逐字抄录下文关于成年人与儿童成长的文字中，从“然而,社会却赋予成年人截然相”到“会迷路,都是由他自己造成的。”之间的部分，首尾两处都要包括在内。

文档节选
■ ■ ■
一个儿童之所以不能正常地发育和成长,主要是因为受到了成年人的压抑。“成年人”这个名词本身是很抽象的。事实上,由于儿童与社会是隔离的,当他受到成年人的影响时,他就变成了一个特殊的成年人,他的行为、举止就会与其最亲近的人相像。这些能影响他的人,通常是他的妈妈、爸爸或老师。
然而,社会却赋予成年人截然相反的使命:让他们有权决定儿童的教育与发展。只是到现在,当人类的思想达到了一定的深度之后,我们才转而发现,那些过去被认为是整个人类的守护者和施舍者的成年人应该受到控告。既然几乎所有成年人都扮演着母亲、父亲或儿童监护人的角色,那就意味着他们全部都应受到控告。对儿童负有不可推脱责任的整个社会,也应接受审判。这一惊世的控告,其实可以给我们警醒,它就如同上帝的最后审判一样神秘而令人敬畏:“你们究竟是怎样对待我托付给你们的孩子们的?”
成年人对此的第一反应是抗议,并会为之进行自我辩护:“我们已经尽了最大努力,我们热爱我们的儿女,我们为了他们甚至牺牲了自己的幸福。”他们虽然在表面上在为自己辩护,其实内心里也充满了矛盾。他们口头上的辩护由来已久,也为我们所熟知,我们对此毫无兴趣。我们感兴趣的是这种控告本身,而不是谁受到了控告。被告们虽然在照料和教育孩子上殚精竭虑,但还是发觉自己恍若置身困难重重的迷宫,无力自拔,仿佛自己一直徘徊在一个根本没有出口的密林中。其实他并不知道,他之所以会迷路,都是由他自己造成的。
■ ■ ■
待审数据
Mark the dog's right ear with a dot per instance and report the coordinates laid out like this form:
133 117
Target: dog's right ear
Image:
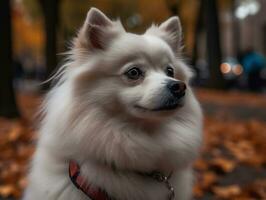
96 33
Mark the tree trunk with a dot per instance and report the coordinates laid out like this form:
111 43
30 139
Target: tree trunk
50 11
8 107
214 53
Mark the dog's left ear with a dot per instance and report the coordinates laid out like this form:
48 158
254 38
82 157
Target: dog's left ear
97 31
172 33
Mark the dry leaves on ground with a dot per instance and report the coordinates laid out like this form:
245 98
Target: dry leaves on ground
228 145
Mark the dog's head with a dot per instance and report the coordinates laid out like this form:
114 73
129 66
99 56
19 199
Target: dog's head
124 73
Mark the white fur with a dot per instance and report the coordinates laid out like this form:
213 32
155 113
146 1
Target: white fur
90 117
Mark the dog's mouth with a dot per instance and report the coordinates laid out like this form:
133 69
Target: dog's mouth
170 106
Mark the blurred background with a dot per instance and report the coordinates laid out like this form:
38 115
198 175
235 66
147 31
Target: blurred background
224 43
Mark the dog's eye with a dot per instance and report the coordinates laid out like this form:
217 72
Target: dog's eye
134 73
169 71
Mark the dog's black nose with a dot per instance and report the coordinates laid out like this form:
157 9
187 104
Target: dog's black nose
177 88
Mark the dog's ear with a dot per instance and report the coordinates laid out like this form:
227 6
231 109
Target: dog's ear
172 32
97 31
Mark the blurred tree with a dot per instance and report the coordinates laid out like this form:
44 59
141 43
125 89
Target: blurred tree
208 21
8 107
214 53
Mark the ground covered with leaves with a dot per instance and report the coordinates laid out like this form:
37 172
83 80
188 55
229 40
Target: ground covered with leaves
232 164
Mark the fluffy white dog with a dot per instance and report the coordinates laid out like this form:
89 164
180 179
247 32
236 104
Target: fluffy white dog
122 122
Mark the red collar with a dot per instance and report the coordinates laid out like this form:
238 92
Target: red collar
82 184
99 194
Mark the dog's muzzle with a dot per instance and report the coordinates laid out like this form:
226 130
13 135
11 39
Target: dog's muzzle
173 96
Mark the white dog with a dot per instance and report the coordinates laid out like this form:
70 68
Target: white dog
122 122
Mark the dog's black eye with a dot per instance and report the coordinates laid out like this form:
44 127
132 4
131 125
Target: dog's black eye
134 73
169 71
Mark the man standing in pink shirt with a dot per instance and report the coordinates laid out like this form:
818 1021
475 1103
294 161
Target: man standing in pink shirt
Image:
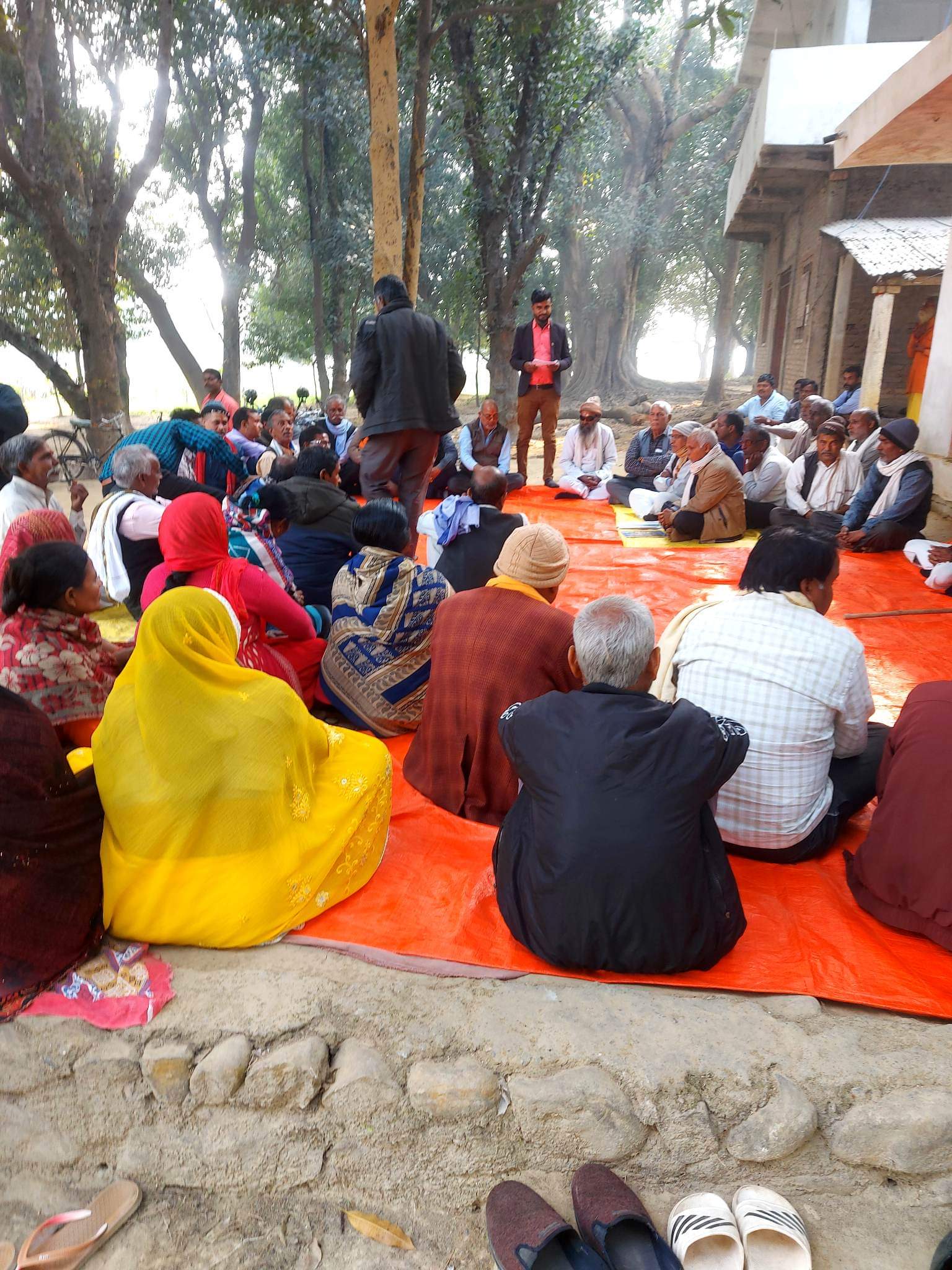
■ ■ ■
练习结果
然而,社会却赋予成年人截然相反的使命:让他们有权决定儿童的教育与发展。只是到现在,当人类的思想达到了一定的深度之后,我们才转而发现,那些过去被认为是整个人类的守护者和施舍者的成年人应该受到控告。既然几乎所有成年人都扮演着母亲、父亲或儿童监护人的角色,那就意味着他们全部都应受到控告。对儿童负有不可推脱责任的整个社会,也应接受审判。这一惊世的控告,其实可以给我们警醒,它就如同上帝的最后审判一样神秘而令人敬畏:“你们究竟是怎样对待我托付给你们的孩子们的?”
成年人对此的第一反应是抗议,并会为之进行自我辩护:“我们已经尽了最大努力,我们热爱我们的儿女,我们为了他们甚至牺牲了自己的幸福。”他们虽然在表面上在为自己辩护,其实内心里也充满了矛盾。他们口头上的辩护由来已久,也为我们所熟知,我们对此毫无兴趣。我们感兴趣的是这种控告本身,而不是谁受到了控告。被告们虽然在照料和教育孩子上殚精竭虑,但还是发觉自己恍若置身困难重重的迷宫,无力自拔,仿佛自己一直徘徊在一个根本没有出口的密林中。其实他并不知道,他之所以会迷路,都是由他自己造成的。